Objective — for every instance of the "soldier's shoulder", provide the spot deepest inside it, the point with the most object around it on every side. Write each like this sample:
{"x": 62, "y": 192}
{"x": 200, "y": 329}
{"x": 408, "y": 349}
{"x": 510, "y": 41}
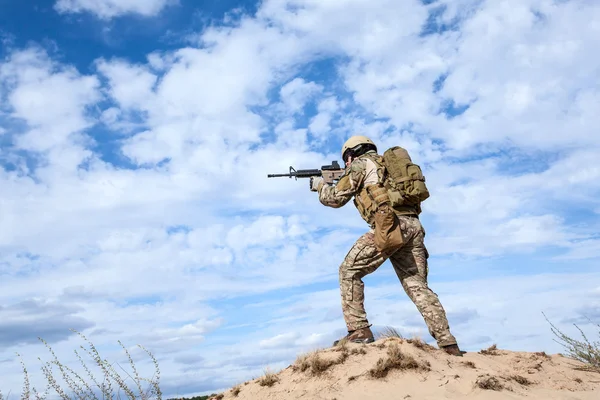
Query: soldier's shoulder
{"x": 358, "y": 165}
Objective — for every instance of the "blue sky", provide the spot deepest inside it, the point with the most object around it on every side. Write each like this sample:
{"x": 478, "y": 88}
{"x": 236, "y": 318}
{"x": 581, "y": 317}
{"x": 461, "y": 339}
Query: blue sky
{"x": 136, "y": 137}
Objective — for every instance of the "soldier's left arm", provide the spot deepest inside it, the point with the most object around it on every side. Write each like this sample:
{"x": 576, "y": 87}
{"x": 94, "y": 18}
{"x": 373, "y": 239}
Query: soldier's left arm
{"x": 338, "y": 195}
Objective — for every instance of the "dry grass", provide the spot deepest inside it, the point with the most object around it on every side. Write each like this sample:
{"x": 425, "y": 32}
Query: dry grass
{"x": 315, "y": 364}
{"x": 521, "y": 380}
{"x": 236, "y": 390}
{"x": 420, "y": 343}
{"x": 67, "y": 383}
{"x": 360, "y": 350}
{"x": 581, "y": 350}
{"x": 396, "y": 359}
{"x": 490, "y": 351}
{"x": 268, "y": 379}
{"x": 389, "y": 332}
{"x": 543, "y": 355}
{"x": 487, "y": 382}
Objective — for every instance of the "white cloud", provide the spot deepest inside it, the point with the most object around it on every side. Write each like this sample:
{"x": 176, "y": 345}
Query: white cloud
{"x": 296, "y": 93}
{"x": 107, "y": 9}
{"x": 172, "y": 254}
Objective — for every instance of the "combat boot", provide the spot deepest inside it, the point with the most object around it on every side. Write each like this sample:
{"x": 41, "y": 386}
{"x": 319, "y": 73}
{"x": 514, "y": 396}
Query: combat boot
{"x": 453, "y": 350}
{"x": 363, "y": 335}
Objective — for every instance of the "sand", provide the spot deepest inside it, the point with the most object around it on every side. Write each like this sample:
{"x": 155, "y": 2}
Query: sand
{"x": 395, "y": 368}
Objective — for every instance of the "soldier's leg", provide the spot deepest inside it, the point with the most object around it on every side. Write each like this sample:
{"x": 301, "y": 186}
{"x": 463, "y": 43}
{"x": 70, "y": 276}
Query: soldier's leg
{"x": 410, "y": 264}
{"x": 362, "y": 259}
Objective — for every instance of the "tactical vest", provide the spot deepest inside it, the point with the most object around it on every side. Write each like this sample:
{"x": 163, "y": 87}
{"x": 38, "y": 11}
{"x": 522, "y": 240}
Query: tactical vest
{"x": 400, "y": 184}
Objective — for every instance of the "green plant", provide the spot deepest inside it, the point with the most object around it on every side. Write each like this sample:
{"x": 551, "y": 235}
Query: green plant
{"x": 76, "y": 387}
{"x": 389, "y": 332}
{"x": 581, "y": 350}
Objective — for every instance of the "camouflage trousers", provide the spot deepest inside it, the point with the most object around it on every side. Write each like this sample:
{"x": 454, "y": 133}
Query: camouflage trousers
{"x": 410, "y": 264}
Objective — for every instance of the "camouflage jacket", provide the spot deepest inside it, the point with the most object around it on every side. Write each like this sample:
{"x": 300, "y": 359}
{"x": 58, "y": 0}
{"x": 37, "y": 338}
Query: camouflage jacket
{"x": 363, "y": 172}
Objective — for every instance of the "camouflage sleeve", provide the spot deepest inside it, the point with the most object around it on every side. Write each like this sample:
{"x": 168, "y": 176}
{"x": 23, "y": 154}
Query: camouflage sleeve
{"x": 337, "y": 195}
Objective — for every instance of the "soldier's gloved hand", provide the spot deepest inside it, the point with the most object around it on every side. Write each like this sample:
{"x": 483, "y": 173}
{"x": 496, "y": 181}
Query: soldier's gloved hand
{"x": 315, "y": 181}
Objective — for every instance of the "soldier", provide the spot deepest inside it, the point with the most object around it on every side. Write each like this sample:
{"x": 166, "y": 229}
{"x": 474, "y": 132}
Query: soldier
{"x": 364, "y": 170}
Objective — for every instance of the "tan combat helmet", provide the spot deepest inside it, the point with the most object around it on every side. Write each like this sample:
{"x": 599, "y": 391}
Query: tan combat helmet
{"x": 355, "y": 141}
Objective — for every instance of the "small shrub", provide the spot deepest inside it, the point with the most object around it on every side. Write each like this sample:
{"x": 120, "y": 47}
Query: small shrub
{"x": 268, "y": 379}
{"x": 396, "y": 360}
{"x": 420, "y": 344}
{"x": 316, "y": 365}
{"x": 543, "y": 355}
{"x": 360, "y": 350}
{"x": 389, "y": 332}
{"x": 490, "y": 351}
{"x": 109, "y": 385}
{"x": 581, "y": 350}
{"x": 487, "y": 382}
{"x": 521, "y": 380}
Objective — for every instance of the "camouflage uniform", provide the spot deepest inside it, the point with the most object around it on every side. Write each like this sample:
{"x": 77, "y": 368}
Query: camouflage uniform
{"x": 409, "y": 262}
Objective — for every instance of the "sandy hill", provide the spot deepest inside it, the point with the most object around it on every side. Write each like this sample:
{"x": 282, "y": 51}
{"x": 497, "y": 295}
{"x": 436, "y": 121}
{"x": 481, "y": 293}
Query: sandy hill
{"x": 395, "y": 368}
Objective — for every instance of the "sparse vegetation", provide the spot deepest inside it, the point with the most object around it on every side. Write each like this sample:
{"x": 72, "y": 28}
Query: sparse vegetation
{"x": 420, "y": 343}
{"x": 487, "y": 382}
{"x": 542, "y": 354}
{"x": 521, "y": 380}
{"x": 67, "y": 383}
{"x": 316, "y": 364}
{"x": 396, "y": 359}
{"x": 581, "y": 350}
{"x": 236, "y": 390}
{"x": 490, "y": 351}
{"x": 389, "y": 332}
{"x": 360, "y": 350}
{"x": 268, "y": 379}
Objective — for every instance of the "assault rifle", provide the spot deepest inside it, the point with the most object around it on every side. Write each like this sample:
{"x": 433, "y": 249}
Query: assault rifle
{"x": 330, "y": 173}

____________________

What you should do -
Reproduce the full material exactly, excluding the pictures.

Exercise answer -
Objective — for every instance of the "soldier's shoulder", provide the spot deepest inside it, the point with the most object around it on every side. Write each like this sample:
{"x": 62, "y": 192}
{"x": 200, "y": 329}
{"x": 408, "y": 349}
{"x": 510, "y": 41}
Query: soldier's shoulder
{"x": 358, "y": 165}
Objective — for every instance of the "blue sky", provide the spot deepest inside it, the point with the most object around it on every side. Write each like this sample:
{"x": 478, "y": 88}
{"x": 236, "y": 318}
{"x": 581, "y": 317}
{"x": 461, "y": 339}
Query: blue sky
{"x": 136, "y": 137}
Objective — for every instance of the "soldier's left arm", provide the spot deepest inside it, the point with the most object around it on every side. Write each like this sample:
{"x": 576, "y": 87}
{"x": 94, "y": 18}
{"x": 373, "y": 239}
Query: soldier's left arm
{"x": 338, "y": 195}
Objective — for every instance of the "dry grass", provide the spot deepest inside it, the point with the most object around it on every side. Write each like this sample:
{"x": 425, "y": 32}
Query: dry grass
{"x": 315, "y": 364}
{"x": 521, "y": 380}
{"x": 236, "y": 390}
{"x": 420, "y": 343}
{"x": 67, "y": 383}
{"x": 360, "y": 350}
{"x": 581, "y": 350}
{"x": 396, "y": 359}
{"x": 490, "y": 351}
{"x": 268, "y": 379}
{"x": 389, "y": 332}
{"x": 543, "y": 355}
{"x": 487, "y": 382}
Objective — for every instance of the "white cloud", provide the spot deepest inside it, the point with the most object around it on every side. Write each like this sample:
{"x": 176, "y": 345}
Query: white cloud
{"x": 296, "y": 93}
{"x": 107, "y": 9}
{"x": 172, "y": 254}
Objective — for every instance of the "combat boot", provide the spot deepest inside it, the point with the most object around it on every side. Write each like this sample:
{"x": 41, "y": 386}
{"x": 319, "y": 73}
{"x": 514, "y": 396}
Query: combat boot
{"x": 453, "y": 350}
{"x": 363, "y": 335}
Objective — for every instance of the "sand", provide the spot deepest inside it, the point with the most object around it on every side. Write each like this sample:
{"x": 155, "y": 2}
Query: sand
{"x": 395, "y": 368}
Objective — for every instance of the "soldier's leg", provide the spot deepest inside it, the point with the most object around it on every side. Write each like this sample:
{"x": 301, "y": 186}
{"x": 463, "y": 43}
{"x": 70, "y": 276}
Query: soldier's leg
{"x": 410, "y": 264}
{"x": 362, "y": 259}
Objective — for every instance of the "tactical vest", provide the spot deepest inside it, the point with the most object around it on every side. Write each like this sample:
{"x": 163, "y": 87}
{"x": 38, "y": 11}
{"x": 522, "y": 240}
Query: tactical vest
{"x": 400, "y": 184}
Objective — for every instance of the "green plant", provide the spot deepest inside it, the point with the most object around it on every side. Write each like this sample:
{"x": 551, "y": 235}
Query: green plant
{"x": 76, "y": 387}
{"x": 389, "y": 332}
{"x": 581, "y": 350}
Objective — for every instance of the "camouflage trousers", provide the spot deepest inside it, the point with the most object around it on every side. Write each like this sample:
{"x": 454, "y": 133}
Query: camouflage trousers
{"x": 410, "y": 264}
Objective — for every instance of the "camouflage jacket", provide the spot deepest inside it, the point with the most object around it on every side. Write each like this sample:
{"x": 300, "y": 359}
{"x": 58, "y": 0}
{"x": 37, "y": 338}
Query: camouflage jacket
{"x": 363, "y": 172}
Objective — for every instance of the "camouflage sleeve", provide the spot deepest inside it, the point with the most object around it on every side. Write each like this sample:
{"x": 168, "y": 176}
{"x": 23, "y": 154}
Query: camouflage sleeve
{"x": 337, "y": 195}
Objective — for every instance of the "soldier's gloved hand", provide the spot deepest inside it, the point with the most object around it on every side. Write each like this sample:
{"x": 483, "y": 173}
{"x": 496, "y": 181}
Query: soldier's gloved hand
{"x": 315, "y": 181}
Objective — for every instance of the "soldier", provide the spot deepest inside it, the point with the most object around it on every side. Write each like this sample:
{"x": 166, "y": 229}
{"x": 474, "y": 132}
Query: soldier
{"x": 364, "y": 170}
Objective — for every instance of the "tan combat helmet", provide the spot deepest inside it, the point with the most object around it on every side. Write each like this sample:
{"x": 599, "y": 391}
Query: tan combat helmet
{"x": 355, "y": 141}
Objective — for every instance of the "small shrub", provide the spot deepest inside it, the point with the most object around it on every side. Write each like this sample:
{"x": 120, "y": 47}
Query: small shrub
{"x": 268, "y": 379}
{"x": 396, "y": 360}
{"x": 420, "y": 344}
{"x": 316, "y": 365}
{"x": 543, "y": 355}
{"x": 360, "y": 350}
{"x": 389, "y": 332}
{"x": 490, "y": 351}
{"x": 109, "y": 385}
{"x": 581, "y": 350}
{"x": 487, "y": 382}
{"x": 521, "y": 380}
Objective — for every instance of the "camouflage uniform", provide the spot deepest inside it, the point with the most object around it on every side. Write each like this sample:
{"x": 77, "y": 368}
Query: camouflage uniform
{"x": 409, "y": 262}
Objective — for every instance of the "sandy hill", provide the spot deepest inside it, the point with the most object around it on every side. Write each like this sample:
{"x": 282, "y": 51}
{"x": 497, "y": 295}
{"x": 436, "y": 121}
{"x": 481, "y": 293}
Query: sandy hill
{"x": 395, "y": 368}
Objective — for every instance of the "sparse vegetation", provide the spot deepest inside it, the point with the most object around it on every side. Write each like this sample:
{"x": 72, "y": 28}
Query: sparse vegetation
{"x": 420, "y": 343}
{"x": 487, "y": 382}
{"x": 542, "y": 354}
{"x": 521, "y": 380}
{"x": 67, "y": 383}
{"x": 316, "y": 364}
{"x": 396, "y": 359}
{"x": 581, "y": 350}
{"x": 236, "y": 390}
{"x": 490, "y": 351}
{"x": 389, "y": 332}
{"x": 360, "y": 350}
{"x": 268, "y": 379}
Objective — for every instance of the "assault rifle", provide the spot deepest inside it, the point with the most object around it on every side. Write each like this sample:
{"x": 433, "y": 249}
Query: assault rifle
{"x": 330, "y": 173}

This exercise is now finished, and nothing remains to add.